◆ Podany tekst:
Lektura jeszcze przede mną – to kwestia czasu. Ciekawa recenzja, wreszcie ktoś normalnie pisze o niej jak o książce, a nie o legendzie, bóstwie i ach i och i 10/10. Cieszę się, że ma słabsze strony. I chętnie się przekonam czy widzę to podobnie tak jak Ty:) Pozdrawiam miłego weekendu xx.
Czytałam i oglądałam film bodajże ze Sissy Spacek w roli tytułowej – robi wrażenie (zwłaszcza przytaczana scena na balu). Bardziej jednak przemawiała do mnie warstwa psychologiczna niż parapsychiczna (telekineza) – jednak u Kinga nawet najmniej prawdopodobne zjawiska wychodzą bardzo przekonująco:)
Pozdrawiam serdecznie!
Może nowa ekranizacja mnie w końcu zmobilizuje do sięgnięcia do po „Carrie” :)
Zobaczyłam u Ciebie „Carrie” i już myślałam, że o filmie piszesz. :D Książkę lubię. ale do TOP książek tego autora ta wg mnie nie należy.
@Czytelnia – Basia Pelc: no cóż, tak tę książkę odebrałam :) Dziękuję, ze to doceniłaś. Mam nadzieję, że będziesz miała okazję ją niedługo przeczytać.
@Isadora: masz rację, dużo tutaj było analizy psychologicznej ludzkich osobowości. A film miałam okazję wczoraj obejrzeć, bo o 23:40 leciał na TVN.
@Agata P: oby tak było!
@Ewa Książkówka: to prawda, nie jest to topowa jego książka, ale jak ktoś mi niżej napisał, to był jego debiut, więc jak na debiut to jest dobra :) A o filmie pewnie też napiszę, gdy go obejrzę, wtedy porównam z pierwszą ekranizacją i książką.
Dzięki za podesłanie linka :) Recenzja dodana do wyzwania „Czytam Fantastykę” :)
pozdrawiam!
PS. Widzę, żeś się wkręciła w Kinga w tym miesiącu ;)
Dziś idę na to do kina i jestem ciekawa tej historii. A po książkę sięgnę za jakiś czas, aby porównać :)
Lubię Kinga, za jego niezwykły klimacik…jest jedyny w swoim rodzaju. Chętnie przeczytam :)
Planuję właśnie wybrać się do kina na tę nową adaptację. Tylko się jeszcze zastanawiam czy nie odświeżyć sobie książki, gdyż czytałam ją kilka lat temu.

◆ Co należy zrobić: Proszę streścić podany tekst w dwóch zdaniach.

◆ Dostarczone wpisy:
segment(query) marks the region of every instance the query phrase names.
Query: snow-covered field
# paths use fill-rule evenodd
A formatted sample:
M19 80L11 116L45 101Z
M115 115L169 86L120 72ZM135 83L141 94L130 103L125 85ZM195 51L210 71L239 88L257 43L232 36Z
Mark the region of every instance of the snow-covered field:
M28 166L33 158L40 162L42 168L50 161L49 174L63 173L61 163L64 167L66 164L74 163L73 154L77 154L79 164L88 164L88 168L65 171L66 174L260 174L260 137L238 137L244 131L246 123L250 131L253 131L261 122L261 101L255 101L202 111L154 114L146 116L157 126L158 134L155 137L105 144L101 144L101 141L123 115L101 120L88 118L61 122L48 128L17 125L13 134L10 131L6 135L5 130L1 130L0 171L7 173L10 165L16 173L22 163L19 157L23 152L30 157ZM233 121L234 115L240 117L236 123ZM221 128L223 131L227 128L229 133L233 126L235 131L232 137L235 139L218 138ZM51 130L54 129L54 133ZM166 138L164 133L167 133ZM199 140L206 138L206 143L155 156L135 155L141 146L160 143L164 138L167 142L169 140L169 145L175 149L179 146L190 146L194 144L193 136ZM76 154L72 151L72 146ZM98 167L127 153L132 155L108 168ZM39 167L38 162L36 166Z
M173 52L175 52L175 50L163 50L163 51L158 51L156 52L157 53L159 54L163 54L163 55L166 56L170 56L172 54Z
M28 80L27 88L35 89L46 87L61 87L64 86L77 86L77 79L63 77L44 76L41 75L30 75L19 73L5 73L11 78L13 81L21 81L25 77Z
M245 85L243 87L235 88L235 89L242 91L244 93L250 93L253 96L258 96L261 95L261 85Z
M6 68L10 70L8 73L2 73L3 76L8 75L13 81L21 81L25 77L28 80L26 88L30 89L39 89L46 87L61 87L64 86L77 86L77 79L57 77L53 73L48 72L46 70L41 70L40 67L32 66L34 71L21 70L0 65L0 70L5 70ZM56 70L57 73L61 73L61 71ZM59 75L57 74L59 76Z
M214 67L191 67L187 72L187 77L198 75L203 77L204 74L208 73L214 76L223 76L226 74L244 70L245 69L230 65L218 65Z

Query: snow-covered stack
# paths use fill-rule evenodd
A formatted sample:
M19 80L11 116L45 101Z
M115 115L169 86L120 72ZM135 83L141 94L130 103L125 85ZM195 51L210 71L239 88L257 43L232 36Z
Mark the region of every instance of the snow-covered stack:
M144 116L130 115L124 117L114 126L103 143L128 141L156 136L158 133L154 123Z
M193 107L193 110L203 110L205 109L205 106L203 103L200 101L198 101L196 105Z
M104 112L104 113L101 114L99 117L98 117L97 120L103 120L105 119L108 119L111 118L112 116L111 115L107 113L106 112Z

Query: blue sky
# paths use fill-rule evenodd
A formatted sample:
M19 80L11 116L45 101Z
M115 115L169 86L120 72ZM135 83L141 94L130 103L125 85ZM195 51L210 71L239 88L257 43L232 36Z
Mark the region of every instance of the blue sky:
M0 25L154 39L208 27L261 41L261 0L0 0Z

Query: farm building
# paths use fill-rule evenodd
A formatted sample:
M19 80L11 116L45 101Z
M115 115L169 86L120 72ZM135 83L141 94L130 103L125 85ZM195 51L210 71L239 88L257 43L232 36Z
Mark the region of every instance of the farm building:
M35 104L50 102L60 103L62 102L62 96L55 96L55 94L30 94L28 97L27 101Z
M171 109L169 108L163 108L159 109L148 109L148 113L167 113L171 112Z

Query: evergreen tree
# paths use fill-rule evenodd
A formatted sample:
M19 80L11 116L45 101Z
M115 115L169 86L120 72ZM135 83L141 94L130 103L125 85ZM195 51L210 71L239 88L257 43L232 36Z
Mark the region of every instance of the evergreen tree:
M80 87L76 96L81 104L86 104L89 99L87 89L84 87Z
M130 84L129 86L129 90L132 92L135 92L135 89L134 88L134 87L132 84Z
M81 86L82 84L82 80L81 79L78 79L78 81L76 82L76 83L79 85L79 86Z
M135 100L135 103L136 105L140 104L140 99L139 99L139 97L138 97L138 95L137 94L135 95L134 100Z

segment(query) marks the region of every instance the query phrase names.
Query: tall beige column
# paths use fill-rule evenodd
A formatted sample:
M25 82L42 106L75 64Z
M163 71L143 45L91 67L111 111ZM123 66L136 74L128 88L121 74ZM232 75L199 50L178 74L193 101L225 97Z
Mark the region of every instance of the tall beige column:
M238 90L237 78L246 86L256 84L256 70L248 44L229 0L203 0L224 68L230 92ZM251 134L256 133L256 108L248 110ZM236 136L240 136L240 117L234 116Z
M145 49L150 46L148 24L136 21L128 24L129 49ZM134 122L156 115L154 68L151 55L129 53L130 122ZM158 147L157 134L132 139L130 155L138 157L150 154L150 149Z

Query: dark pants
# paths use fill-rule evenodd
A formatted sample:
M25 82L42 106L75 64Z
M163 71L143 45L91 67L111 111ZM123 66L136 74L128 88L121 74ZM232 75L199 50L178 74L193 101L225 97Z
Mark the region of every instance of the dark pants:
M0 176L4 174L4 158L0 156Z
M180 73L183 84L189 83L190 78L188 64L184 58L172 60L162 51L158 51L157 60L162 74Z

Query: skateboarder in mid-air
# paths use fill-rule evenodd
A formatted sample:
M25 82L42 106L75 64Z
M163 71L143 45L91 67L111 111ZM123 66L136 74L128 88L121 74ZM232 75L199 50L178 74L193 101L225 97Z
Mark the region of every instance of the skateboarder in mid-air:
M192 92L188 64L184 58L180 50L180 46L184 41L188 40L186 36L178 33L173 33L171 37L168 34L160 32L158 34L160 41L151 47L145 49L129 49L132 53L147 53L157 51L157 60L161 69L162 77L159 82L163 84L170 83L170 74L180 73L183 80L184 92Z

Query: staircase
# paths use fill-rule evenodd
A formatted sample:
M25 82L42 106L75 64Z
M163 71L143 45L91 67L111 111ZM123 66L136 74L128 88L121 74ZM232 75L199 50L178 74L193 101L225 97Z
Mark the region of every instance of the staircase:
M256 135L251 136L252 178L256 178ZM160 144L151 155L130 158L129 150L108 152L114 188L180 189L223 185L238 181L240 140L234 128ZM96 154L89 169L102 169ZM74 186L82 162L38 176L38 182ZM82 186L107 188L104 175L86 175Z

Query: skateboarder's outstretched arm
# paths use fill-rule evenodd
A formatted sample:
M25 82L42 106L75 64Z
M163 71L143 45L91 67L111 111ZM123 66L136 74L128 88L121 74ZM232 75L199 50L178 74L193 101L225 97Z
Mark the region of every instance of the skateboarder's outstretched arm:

◆ Rozwiązanie zadania: W wypowiedziach o recenzji „Carrie” Kinga czytelniczki chwalą recenzję, wspominają pierwszą ekranizację i zauważają, że książka nie należy do najlepszych dzieł autora. Autorka recenzji odpowiada, że to jego debiut, dobry jak na debiut, a kilka osób planuje obejrzeć nową adaptację w kinie lub sięgnąć po książkę.